(DIRECTIONS): Would you write out the entries that follow word for word, omitting any images?

[Photo-based referring expression data]
BEGIN
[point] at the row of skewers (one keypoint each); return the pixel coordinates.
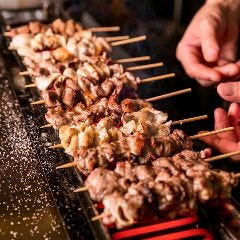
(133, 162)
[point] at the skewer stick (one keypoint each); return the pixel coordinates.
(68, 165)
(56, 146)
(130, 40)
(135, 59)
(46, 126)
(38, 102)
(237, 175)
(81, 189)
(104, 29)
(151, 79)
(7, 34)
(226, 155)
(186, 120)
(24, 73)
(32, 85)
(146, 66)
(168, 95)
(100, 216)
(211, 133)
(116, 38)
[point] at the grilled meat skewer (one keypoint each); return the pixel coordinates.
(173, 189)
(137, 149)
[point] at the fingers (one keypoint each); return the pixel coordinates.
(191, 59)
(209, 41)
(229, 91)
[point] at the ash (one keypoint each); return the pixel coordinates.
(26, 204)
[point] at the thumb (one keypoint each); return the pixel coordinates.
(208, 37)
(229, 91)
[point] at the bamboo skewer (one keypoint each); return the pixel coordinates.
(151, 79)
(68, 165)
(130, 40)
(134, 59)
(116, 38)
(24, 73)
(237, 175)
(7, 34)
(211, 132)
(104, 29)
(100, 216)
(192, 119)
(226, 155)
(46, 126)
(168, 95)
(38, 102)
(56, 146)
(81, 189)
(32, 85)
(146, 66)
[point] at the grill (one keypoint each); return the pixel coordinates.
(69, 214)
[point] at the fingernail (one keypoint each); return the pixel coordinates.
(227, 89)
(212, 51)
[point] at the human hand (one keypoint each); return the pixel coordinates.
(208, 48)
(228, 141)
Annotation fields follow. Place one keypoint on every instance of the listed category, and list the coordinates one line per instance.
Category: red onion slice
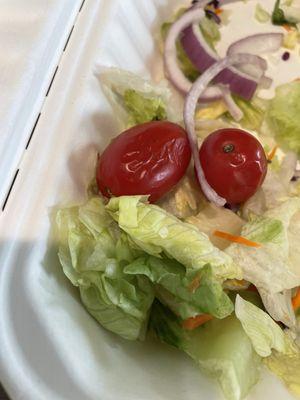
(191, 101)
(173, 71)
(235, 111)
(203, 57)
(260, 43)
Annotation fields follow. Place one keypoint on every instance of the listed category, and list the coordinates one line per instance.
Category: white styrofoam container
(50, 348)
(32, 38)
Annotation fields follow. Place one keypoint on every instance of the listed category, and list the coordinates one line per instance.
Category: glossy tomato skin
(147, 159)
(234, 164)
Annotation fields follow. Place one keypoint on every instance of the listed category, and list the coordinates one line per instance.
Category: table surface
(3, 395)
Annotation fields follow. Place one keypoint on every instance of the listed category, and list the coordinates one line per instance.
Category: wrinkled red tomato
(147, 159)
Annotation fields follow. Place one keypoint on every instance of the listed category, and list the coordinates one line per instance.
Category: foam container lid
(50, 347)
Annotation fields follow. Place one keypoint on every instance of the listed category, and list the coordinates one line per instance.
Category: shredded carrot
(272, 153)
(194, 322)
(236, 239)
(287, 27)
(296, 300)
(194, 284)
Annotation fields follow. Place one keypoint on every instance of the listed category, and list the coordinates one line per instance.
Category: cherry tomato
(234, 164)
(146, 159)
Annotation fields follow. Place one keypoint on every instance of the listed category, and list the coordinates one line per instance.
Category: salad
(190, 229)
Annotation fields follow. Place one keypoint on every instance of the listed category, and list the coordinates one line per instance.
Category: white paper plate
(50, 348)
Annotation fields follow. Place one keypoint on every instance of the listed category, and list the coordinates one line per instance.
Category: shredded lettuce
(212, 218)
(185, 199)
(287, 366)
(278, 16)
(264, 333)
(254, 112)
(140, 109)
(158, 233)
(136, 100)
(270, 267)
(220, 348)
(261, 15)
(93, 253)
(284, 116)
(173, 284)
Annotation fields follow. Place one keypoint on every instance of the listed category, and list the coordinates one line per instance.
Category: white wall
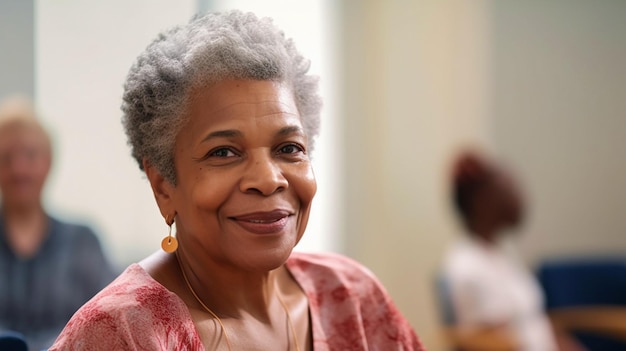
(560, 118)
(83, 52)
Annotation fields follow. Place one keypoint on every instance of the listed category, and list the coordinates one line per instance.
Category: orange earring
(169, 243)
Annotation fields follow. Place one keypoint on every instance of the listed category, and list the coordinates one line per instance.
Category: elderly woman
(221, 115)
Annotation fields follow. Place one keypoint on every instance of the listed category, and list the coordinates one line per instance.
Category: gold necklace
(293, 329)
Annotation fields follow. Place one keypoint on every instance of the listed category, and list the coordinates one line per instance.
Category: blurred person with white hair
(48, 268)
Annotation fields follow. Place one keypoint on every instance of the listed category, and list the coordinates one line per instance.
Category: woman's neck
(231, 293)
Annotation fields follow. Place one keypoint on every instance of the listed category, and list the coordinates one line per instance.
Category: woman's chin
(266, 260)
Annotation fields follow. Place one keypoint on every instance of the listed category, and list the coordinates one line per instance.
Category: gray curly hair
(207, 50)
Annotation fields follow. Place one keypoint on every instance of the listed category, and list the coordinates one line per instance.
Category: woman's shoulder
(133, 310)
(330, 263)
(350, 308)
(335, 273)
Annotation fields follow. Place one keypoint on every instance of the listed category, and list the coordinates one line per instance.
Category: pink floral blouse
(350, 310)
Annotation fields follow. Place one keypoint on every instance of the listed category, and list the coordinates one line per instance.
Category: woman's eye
END
(REPLY TO THE TASK):
[point] at the row of skewers (one keypoint each); return the pixel coordinates.
(133, 162)
[point] at the skewer stick (one keypoint each); return the pixel coordinates.
(68, 165)
(56, 146)
(130, 40)
(135, 59)
(46, 126)
(38, 102)
(237, 175)
(81, 189)
(104, 29)
(151, 79)
(7, 34)
(226, 155)
(186, 120)
(24, 73)
(32, 85)
(146, 66)
(168, 95)
(100, 216)
(211, 133)
(116, 38)
[point] at the grilled meat skewer (one keypoint each); return the pixel coordinates.
(173, 189)
(137, 149)
[point] at the fingers (one keypoint each); return the pixel coordinates.
(191, 59)
(209, 41)
(229, 91)
[point] at the ash (one keypoint each); return the pixel coordinates.
(26, 204)
[point] at the thumb (one keypoint each); return the pixel coordinates.
(208, 37)
(229, 91)
[point] at the bamboo skewer (one keypoint each); return the pixel coordinates.
(151, 79)
(68, 165)
(130, 40)
(134, 59)
(116, 38)
(24, 73)
(237, 175)
(7, 34)
(211, 132)
(104, 29)
(100, 216)
(192, 119)
(226, 155)
(46, 126)
(168, 95)
(38, 102)
(56, 146)
(81, 189)
(32, 85)
(146, 66)
[point] at the grill (one keypoint each); return the pixel coordinates.
(69, 214)
[point] at the fingernail (one keypoint each); return the pixel coordinates.
(227, 89)
(212, 51)
[point] at the human hand (one keypoint each); return the pixel coordinates.
(208, 48)
(228, 141)
Annotation fields follow. Place one keypoint on every instance of the listed category, and list the coordinates one line per instance.
Category: red onion slice
(191, 101)
(173, 71)
(235, 111)
(203, 57)
(260, 43)
Annotation fields follow. Place one keypoint on every instance of the listed category, and list the coordinates one line per instance.
Category: white styrofoam container
(50, 348)
(32, 38)
Annotation fields follow. Place one keypoint on every instance of the listed category, and list the coordinates one line per instance.
Category: glossy tomato skin
(147, 159)
(234, 164)
Annotation fields follow. Place one keypoint on every instance of the listed category, and list the coordinates one line per instance.
Category: table surface
(3, 395)
Annotation fields follow. Place one keypoint on every instance of the listed category, and list the coordinates one line per instance.
Category: wrinkled red tomato
(147, 159)
Annotation fields follow. Place one keypoint on every instance of the listed category, and list the coordinates one line per instance.
Category: foam container lid
(50, 347)
Annotation fields follow. Place one keypoint on every instance of the listed category, and list the coordinates one line per instance.
Category: shredded carrot
(272, 153)
(194, 322)
(236, 239)
(287, 27)
(296, 300)
(194, 284)
Annotation fields follow. Place one keypoint on every instance of the listed category, and list the coordinates one line per instance.
Category: cherry tomato
(234, 164)
(146, 159)
Annotation fields follow. Place one keypoint on every instance of the listed category, and list the coordinates one line per instance.
Category: salad
(190, 229)
Annotation fields follow. Place one keypoint on every instance of the listed category, and list the coordinates one line per instance.
Category: white paper plate
(50, 348)
Annotation fields follow. Place one keypoint on every instance of the listed category, and list the coordinates one line per instance.
Category: shredded lettuce
(212, 218)
(185, 199)
(287, 366)
(278, 16)
(264, 333)
(254, 112)
(140, 109)
(158, 233)
(136, 100)
(270, 267)
(220, 348)
(261, 15)
(93, 253)
(284, 116)
(173, 284)
Annotation fields follow. Place one keypoint on every instance of the listed category, and list the coordinates one line per instance.
Category: white wall
(560, 118)
(83, 52)
Annotation fields follow. Place one keypoint on every instance of the listed category, and list the coordinates one line per instance.
Category: orange earring
(169, 243)
Annotation fields follow. Place one keypoint on every instance of the listed category, and list the coordinates one line per instance.
Category: elderly woman
(221, 115)
Annotation fields follow. Place one keypoint on every instance of the listed category, and list the coordinates one line per instance.
Category: gold necklace
(293, 329)
Annotation fields follow. Place one keypoint on every instance of the listed category, and list the coordinates one line per instance.
Category: blurred person with white hair
(48, 268)
Annotation fields follow. Place one keypoint on every instance of the listed category, and list the coordinates one line per instance.
Category: woman's neck
(231, 293)
Annotation fields follow. Place one keypoint on every instance of the listed category, and list the coordinates one line per instance.
Category: woman's chin
(266, 260)
Annotation fields follow. Place one keypoint on every instance of the listed category, and list the coordinates one line per instance.
Category: gray curly hair
(207, 50)
Annotation fields follow. Place one keypoint on every instance of the listed category, and list the coordinates one line per instance.
Category: woman's shoulder
(133, 310)
(330, 263)
(350, 308)
(335, 273)
Annotation fields follow. Place one keypoint on every instance of the listed category, and list the coordinates one line per instance.
Category: pink floral blouse
(350, 310)
Annotation fields follow. Place one keypoint on every instance of the listed category, and list the coordinates one line per instance.
Category: woman's eye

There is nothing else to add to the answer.